EXERCISE AIM: Return each line of the listing exactly as written.
══ MATERIAL SHOWN
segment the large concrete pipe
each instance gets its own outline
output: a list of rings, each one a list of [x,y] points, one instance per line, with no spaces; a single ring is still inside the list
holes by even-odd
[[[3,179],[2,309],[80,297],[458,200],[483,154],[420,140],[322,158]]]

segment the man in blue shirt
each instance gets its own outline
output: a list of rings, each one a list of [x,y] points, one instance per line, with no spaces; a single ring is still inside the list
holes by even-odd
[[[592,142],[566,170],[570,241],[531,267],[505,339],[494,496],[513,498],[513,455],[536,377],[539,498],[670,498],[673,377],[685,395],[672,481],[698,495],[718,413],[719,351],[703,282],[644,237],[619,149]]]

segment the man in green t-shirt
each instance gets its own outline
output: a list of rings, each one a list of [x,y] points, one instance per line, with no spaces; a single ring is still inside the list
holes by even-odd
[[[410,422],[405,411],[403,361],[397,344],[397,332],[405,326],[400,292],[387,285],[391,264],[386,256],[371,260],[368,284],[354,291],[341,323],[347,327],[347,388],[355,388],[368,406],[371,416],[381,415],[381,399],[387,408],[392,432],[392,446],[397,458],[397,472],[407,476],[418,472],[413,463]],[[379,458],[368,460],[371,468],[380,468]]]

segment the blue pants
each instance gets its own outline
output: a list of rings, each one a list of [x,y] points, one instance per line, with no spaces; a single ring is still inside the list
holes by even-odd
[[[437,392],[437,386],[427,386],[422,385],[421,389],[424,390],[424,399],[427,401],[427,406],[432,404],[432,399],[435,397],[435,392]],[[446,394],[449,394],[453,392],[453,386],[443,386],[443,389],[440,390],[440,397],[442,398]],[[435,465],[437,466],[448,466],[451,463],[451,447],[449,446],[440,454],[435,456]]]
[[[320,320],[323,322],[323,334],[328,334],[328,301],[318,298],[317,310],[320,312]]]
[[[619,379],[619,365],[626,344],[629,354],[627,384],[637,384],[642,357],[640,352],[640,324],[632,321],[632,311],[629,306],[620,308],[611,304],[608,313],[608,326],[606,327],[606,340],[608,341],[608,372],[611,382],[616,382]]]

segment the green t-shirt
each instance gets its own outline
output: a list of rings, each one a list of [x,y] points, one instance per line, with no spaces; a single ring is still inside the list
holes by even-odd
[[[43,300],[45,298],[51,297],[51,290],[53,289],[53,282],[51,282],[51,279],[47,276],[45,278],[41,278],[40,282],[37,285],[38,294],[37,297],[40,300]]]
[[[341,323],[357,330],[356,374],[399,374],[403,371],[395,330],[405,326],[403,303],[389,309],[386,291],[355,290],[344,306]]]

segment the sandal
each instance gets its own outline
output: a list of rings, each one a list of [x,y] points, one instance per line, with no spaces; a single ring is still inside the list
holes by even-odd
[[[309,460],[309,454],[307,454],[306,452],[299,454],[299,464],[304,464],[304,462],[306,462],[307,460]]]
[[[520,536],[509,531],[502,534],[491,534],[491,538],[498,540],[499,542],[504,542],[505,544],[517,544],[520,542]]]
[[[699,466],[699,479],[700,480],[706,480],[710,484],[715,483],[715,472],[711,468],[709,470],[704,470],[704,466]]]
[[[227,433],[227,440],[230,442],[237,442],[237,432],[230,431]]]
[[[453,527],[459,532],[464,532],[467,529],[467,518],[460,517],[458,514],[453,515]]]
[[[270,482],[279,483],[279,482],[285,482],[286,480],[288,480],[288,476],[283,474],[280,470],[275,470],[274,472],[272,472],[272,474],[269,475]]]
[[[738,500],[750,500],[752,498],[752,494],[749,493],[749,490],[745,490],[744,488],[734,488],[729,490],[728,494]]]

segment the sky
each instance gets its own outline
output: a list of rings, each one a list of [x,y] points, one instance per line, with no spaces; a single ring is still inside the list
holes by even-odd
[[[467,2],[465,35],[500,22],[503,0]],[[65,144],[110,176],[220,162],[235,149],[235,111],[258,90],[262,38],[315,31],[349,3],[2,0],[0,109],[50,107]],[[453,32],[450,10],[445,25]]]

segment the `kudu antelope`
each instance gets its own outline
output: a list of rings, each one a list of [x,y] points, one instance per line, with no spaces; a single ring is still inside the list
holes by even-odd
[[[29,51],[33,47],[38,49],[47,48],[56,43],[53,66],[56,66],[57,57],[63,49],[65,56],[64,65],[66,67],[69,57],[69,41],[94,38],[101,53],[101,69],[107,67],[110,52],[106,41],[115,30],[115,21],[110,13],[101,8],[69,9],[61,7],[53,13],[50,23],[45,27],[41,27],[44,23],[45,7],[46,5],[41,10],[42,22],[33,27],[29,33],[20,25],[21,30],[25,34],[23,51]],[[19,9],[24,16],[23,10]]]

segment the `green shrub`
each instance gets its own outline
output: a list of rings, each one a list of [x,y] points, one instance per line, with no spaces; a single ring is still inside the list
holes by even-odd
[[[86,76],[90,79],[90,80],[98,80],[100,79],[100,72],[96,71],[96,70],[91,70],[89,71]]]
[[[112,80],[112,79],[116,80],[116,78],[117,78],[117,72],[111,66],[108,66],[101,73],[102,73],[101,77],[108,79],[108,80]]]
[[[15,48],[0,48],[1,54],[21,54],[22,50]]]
════
FINISHED EXERCISE:
segment the large concrete pipe
each instance gets its own outline
output: a list of rings, each one a list of [x,y] points, one instance per line, with no spaces; a single ring is still inside the list
holes by even-odd
[[[3,179],[2,309],[80,297],[458,200],[483,154],[420,140],[322,158]]]

segment the man in blue shirt
each instance gets its own outline
output: a list of rings, each one a list of [x,y] points, one instance per line, with no spaces; a single ring is still inside the list
holes by even-odd
[[[592,142],[566,170],[570,241],[531,267],[505,339],[494,496],[513,498],[513,455],[536,377],[539,498],[670,498],[673,377],[685,395],[672,481],[698,495],[718,413],[719,351],[703,282],[644,237],[619,149]]]

segment the man in green t-shirt
each instance gets its own outline
output: a list of rings, each one a list of [x,y] points, one instance per line, with no spaces; a single ring is still inside the list
holes by even-odd
[[[410,422],[405,411],[403,361],[397,344],[397,332],[405,326],[400,292],[387,285],[391,264],[386,256],[371,260],[368,284],[354,291],[341,323],[347,327],[347,388],[355,388],[368,406],[371,416],[381,415],[381,399],[387,408],[392,432],[392,446],[397,458],[397,472],[407,476],[418,472],[413,463]],[[379,458],[368,460],[371,468],[380,468]]]

segment the blue pants
each instance gets its own outline
output: a list of rings, each one a list of [x,y] points, one instance per line, with no spaces; a single ring is still inside the list
holes by even-odd
[[[437,392],[437,386],[427,386],[422,385],[421,389],[424,390],[424,399],[427,401],[427,406],[432,404],[432,399],[435,397],[435,392]],[[446,394],[449,394],[453,392],[453,386],[443,386],[443,389],[440,390],[440,397],[442,398]],[[435,465],[437,466],[448,466],[451,463],[451,447],[449,446],[440,454],[435,456]]]
[[[320,320],[323,322],[323,334],[328,334],[328,301],[318,298],[317,310],[320,312]]]
[[[619,379],[619,365],[626,344],[629,354],[627,384],[637,384],[642,357],[640,352],[640,324],[632,321],[632,311],[629,306],[620,308],[611,304],[608,313],[608,326],[606,327],[606,340],[608,341],[608,372],[611,382],[616,382]]]

segment the green t-shirt
each instance gets its own outline
output: a list of rings, each one a list of [x,y] points, one instance per line, with no spaces; a single ring is still inside the list
holes by even-odd
[[[43,300],[45,298],[51,297],[51,290],[53,289],[53,282],[51,282],[51,279],[47,276],[45,278],[41,278],[40,282],[37,285],[38,294],[37,297],[40,300]]]
[[[341,323],[357,330],[356,374],[399,374],[403,371],[395,330],[405,326],[403,303],[389,309],[386,291],[355,290],[344,306]]]

segment the sandal
each instance gets its own outline
output: a list of rings, each one a list of [x,y] points, one instance per line, with no spaces; a single ring is still inside the list
holes by even-odd
[[[309,460],[309,454],[307,454],[306,452],[299,454],[299,464],[304,464],[304,462],[306,462],[307,460]]]
[[[520,536],[509,531],[502,534],[491,534],[491,538],[498,540],[499,542],[504,542],[505,544],[517,544],[520,542]]]
[[[699,466],[699,479],[700,480],[706,480],[710,484],[715,483],[715,472],[711,468],[709,470],[704,470],[704,466]]]
[[[227,433],[227,440],[230,442],[237,442],[237,432],[230,431]]]
[[[453,527],[459,532],[464,532],[467,529],[467,518],[460,517],[458,514],[453,515]]]
[[[270,482],[279,483],[279,482],[285,482],[286,480],[288,480],[288,476],[283,474],[280,470],[275,470],[274,472],[272,472],[272,474],[269,475]]]
[[[738,500],[750,500],[752,498],[752,494],[749,493],[749,490],[745,490],[744,488],[734,488],[729,490],[728,494]]]

segment the sky
each instance gets its own outline
output: a list of rings, each one a list of [x,y] points, one instance per line, with no spaces; a single ring is still inside the list
holes by even-odd
[[[467,2],[465,35],[500,22],[503,0]],[[65,144],[110,176],[220,162],[235,149],[235,111],[258,90],[262,38],[315,31],[349,3],[2,0],[0,109],[50,107]],[[453,32],[450,10],[445,25]]]

segment the `kudu antelope`
each instance gets its own outline
output: a list of rings, each one a list of [x,y] points, one instance per line, with no spaces; a single ring is still inside the list
holes by even-odd
[[[29,51],[33,47],[38,49],[47,48],[56,43],[53,66],[56,66],[57,57],[63,49],[65,56],[64,65],[66,67],[69,57],[69,41],[94,38],[101,53],[101,69],[107,67],[110,52],[106,41],[115,30],[115,21],[110,13],[101,8],[69,9],[61,7],[53,13],[50,23],[45,27],[41,27],[44,23],[45,7],[46,5],[41,10],[42,22],[33,27],[29,33],[20,25],[21,30],[25,34],[23,51]],[[19,9],[24,16],[23,10]]]

segment the `green shrub`
each instance gets its own outline
output: a list of rings, each one a list of [x,y] points, one instance per line, with no spaces; a single ring is still inside the list
holes by even-odd
[[[86,76],[90,79],[90,80],[98,80],[100,79],[100,72],[96,71],[96,70],[91,70],[89,71]]]
[[[112,80],[112,79],[116,80],[116,78],[117,78],[117,72],[111,66],[108,66],[101,73],[102,73],[101,77],[108,79],[108,80]]]
[[[15,48],[0,48],[1,54],[21,54],[22,50]]]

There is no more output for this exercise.